**Work to complete**
Leaving out only the pictures, write out all the entries exactly.

**Records to use**
= = =

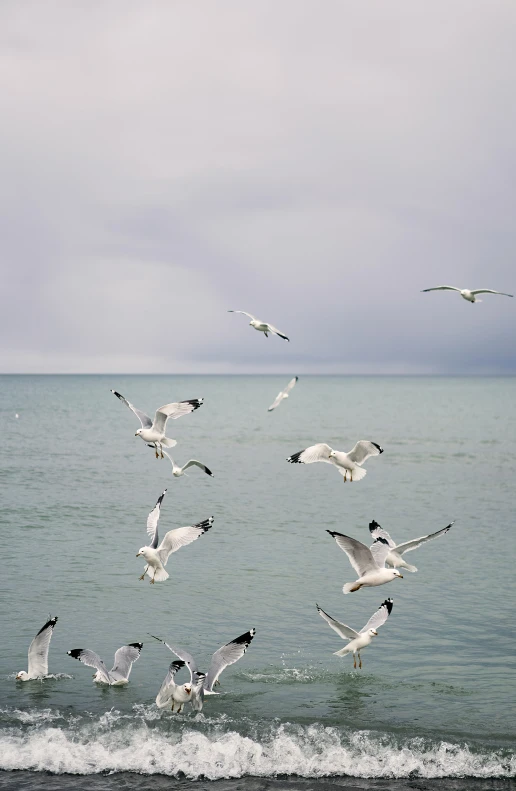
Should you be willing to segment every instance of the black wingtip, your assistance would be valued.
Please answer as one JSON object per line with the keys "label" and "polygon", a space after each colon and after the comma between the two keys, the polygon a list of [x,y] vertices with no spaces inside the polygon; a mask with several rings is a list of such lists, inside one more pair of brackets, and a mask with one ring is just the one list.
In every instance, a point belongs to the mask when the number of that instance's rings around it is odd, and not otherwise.
{"label": "black wingtip", "polygon": [[121,399],[123,399],[123,396],[122,396],[122,395],[120,395],[120,393],[117,393],[117,391],[116,391],[116,390],[111,390],[111,392],[113,393],[113,395],[116,395],[116,397],[117,397],[117,398],[121,398]]}
{"label": "black wingtip", "polygon": [[[41,634],[41,632],[44,632],[45,629],[48,629],[49,626],[52,627],[52,629],[53,629],[54,626],[56,625],[57,621],[58,621],[57,615],[54,615],[53,618],[49,618],[48,621],[46,622],[46,624],[41,627],[41,629],[39,630],[38,634]],[[37,636],[38,635],[36,635],[36,637]]]}
{"label": "black wingtip", "polygon": [[235,637],[235,639],[231,640],[231,642],[236,643],[237,645],[244,644],[247,646],[249,645],[255,634],[256,634],[256,629],[253,627],[252,629],[249,629],[248,632],[244,632],[244,634],[241,634],[240,637]]}
{"label": "black wingtip", "polygon": [[371,442],[371,445],[375,446],[375,448],[378,450],[378,453],[383,453],[383,448],[381,447],[381,445],[378,445],[377,442]]}
{"label": "black wingtip", "polygon": [[389,542],[387,541],[387,539],[386,538],[382,538],[382,536],[378,536],[378,538],[375,538],[373,543],[376,544],[376,542],[378,542],[380,544],[387,544],[387,546],[389,546]]}
{"label": "black wingtip", "polygon": [[186,401],[181,401],[182,404],[190,404],[193,407],[192,411],[199,409],[204,403],[204,398],[188,398]]}
{"label": "black wingtip", "polygon": [[298,451],[297,453],[293,453],[292,456],[288,456],[287,461],[289,464],[303,464],[302,461],[299,460],[299,457],[303,453],[302,450]]}
{"label": "black wingtip", "polygon": [[369,530],[370,530],[371,533],[374,530],[376,530],[377,527],[380,527],[380,525],[378,524],[378,522],[375,519],[373,519],[372,522],[369,522]]}
{"label": "black wingtip", "polygon": [[84,648],[72,648],[71,651],[67,651],[66,653],[68,654],[68,656],[72,656],[74,659],[80,659],[80,656],[83,651]]}
{"label": "black wingtip", "polygon": [[137,648],[138,651],[141,651],[143,648],[143,643],[127,643],[127,645],[130,645],[131,648]]}
{"label": "black wingtip", "polygon": [[393,599],[385,599],[385,601],[382,604],[380,604],[380,607],[387,607],[387,612],[390,615],[391,612],[392,612],[392,605],[393,604],[394,604],[394,600]]}

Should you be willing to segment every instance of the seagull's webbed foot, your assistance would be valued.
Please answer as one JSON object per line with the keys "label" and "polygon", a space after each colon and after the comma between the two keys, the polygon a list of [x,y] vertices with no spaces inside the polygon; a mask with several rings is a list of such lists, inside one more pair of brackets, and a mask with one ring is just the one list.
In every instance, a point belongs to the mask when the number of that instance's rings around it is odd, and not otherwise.
{"label": "seagull's webbed foot", "polygon": [[353,667],[354,667],[355,670],[357,669],[357,658],[356,658],[355,654],[353,654]]}
{"label": "seagull's webbed foot", "polygon": [[358,666],[360,670],[362,670],[362,657],[360,656],[360,654],[358,655]]}
{"label": "seagull's webbed foot", "polygon": [[156,445],[154,445],[154,453],[156,454],[156,458],[159,459],[159,453]]}
{"label": "seagull's webbed foot", "polygon": [[154,580],[154,577],[153,577],[153,578],[151,579],[151,581],[150,581],[150,584],[151,584],[151,585],[154,585],[154,582],[155,582],[155,580]]}
{"label": "seagull's webbed foot", "polygon": [[145,579],[145,572],[143,572],[142,576],[141,576],[141,577],[138,577],[138,579],[139,579],[140,581],[141,581],[141,580],[144,580],[144,579]]}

= = =

**Exercise output**
Should you be willing to segment every instance of the black wingtip, your assistance would be valued.
Please answer as one JSON object per line with the keys "label" and "polygon", a space after each colon and after the comma between the two keys, the polygon a list of [x,y] vertices with no spaces inside the polygon; a mask with several rings is a list of such lists, inside one more pair of brackets, and a mask with one ring is just the one list.
In every instance, a point belongs to the mask when the number of that instance's rings around it is odd, and not otherwise.
{"label": "black wingtip", "polygon": [[121,399],[123,399],[123,396],[122,396],[122,395],[120,395],[120,393],[117,393],[117,391],[116,391],[116,390],[111,390],[111,392],[113,393],[113,395],[116,395],[116,397],[117,397],[117,398],[121,398]]}
{"label": "black wingtip", "polygon": [[[41,634],[41,632],[44,632],[45,629],[48,629],[49,626],[52,627],[52,629],[53,629],[54,626],[56,625],[57,621],[58,621],[57,615],[54,615],[53,618],[49,618],[48,621],[46,622],[46,624],[41,627],[41,629],[39,630],[38,634]],[[37,636],[38,635],[36,635],[36,637]]]}
{"label": "black wingtip", "polygon": [[235,637],[235,639],[231,640],[231,642],[236,643],[237,645],[244,644],[247,646],[249,645],[255,634],[256,634],[256,629],[253,627],[252,629],[249,629],[248,632],[244,632],[244,634],[241,634],[240,637]]}
{"label": "black wingtip", "polygon": [[371,442],[371,445],[375,446],[375,448],[378,450],[378,453],[383,453],[383,448],[381,447],[381,445],[378,445],[377,442]]}
{"label": "black wingtip", "polygon": [[389,542],[387,541],[387,539],[386,538],[382,538],[382,536],[378,536],[378,538],[375,538],[373,543],[376,544],[376,542],[378,542],[380,544],[387,544],[387,546],[389,546]]}
{"label": "black wingtip", "polygon": [[186,401],[181,401],[182,404],[190,404],[193,407],[192,411],[199,409],[204,403],[204,398],[188,398]]}
{"label": "black wingtip", "polygon": [[298,451],[297,453],[293,453],[292,456],[288,456],[287,461],[289,464],[303,464],[302,461],[299,460],[299,457],[303,453],[302,450]]}
{"label": "black wingtip", "polygon": [[369,530],[370,530],[371,533],[374,530],[376,530],[377,527],[380,527],[380,525],[378,524],[378,522],[375,519],[373,519],[372,522],[369,522]]}
{"label": "black wingtip", "polygon": [[84,648],[72,648],[71,651],[67,651],[66,653],[68,654],[68,656],[72,656],[74,659],[80,659],[80,656],[83,651]]}
{"label": "black wingtip", "polygon": [[137,648],[138,651],[141,651],[143,648],[143,643],[127,643],[127,645],[130,645],[131,648]]}
{"label": "black wingtip", "polygon": [[393,599],[385,599],[385,601],[382,604],[380,604],[380,607],[387,607],[387,612],[390,615],[391,612],[392,612],[392,605],[393,604],[394,604],[394,600]]}

Should you be willing to segment every instance of the seagull's webbed foot, your assistance would be valued.
Please answer as one JSON object per line with the keys "label" and "polygon", a space after each colon and after the comma between the two keys, the polygon a list of [x,y] vertices with no spaces inside the polygon; a mask with several rings is a list of such lists, inside one more pair of brackets, and a mask with one ring is just the one list.
In every instance, a point belongs to the mask when the number of that instance's rings around it is odd, and not otherwise.
{"label": "seagull's webbed foot", "polygon": [[353,667],[354,667],[355,670],[357,669],[357,658],[356,658],[355,654],[353,654]]}
{"label": "seagull's webbed foot", "polygon": [[358,666],[360,670],[362,670],[362,657],[360,656],[360,654],[358,655]]}
{"label": "seagull's webbed foot", "polygon": [[156,445],[154,445],[154,453],[156,454],[156,458],[159,459],[159,453]]}
{"label": "seagull's webbed foot", "polygon": [[154,580],[154,577],[153,577],[153,578],[151,579],[151,581],[150,581],[150,584],[151,584],[151,585],[154,585],[154,582],[155,582],[155,580]]}
{"label": "seagull's webbed foot", "polygon": [[145,579],[145,572],[143,572],[142,576],[141,576],[141,577],[138,577],[138,579],[139,579],[140,581],[141,581],[141,580],[144,580],[144,579]]}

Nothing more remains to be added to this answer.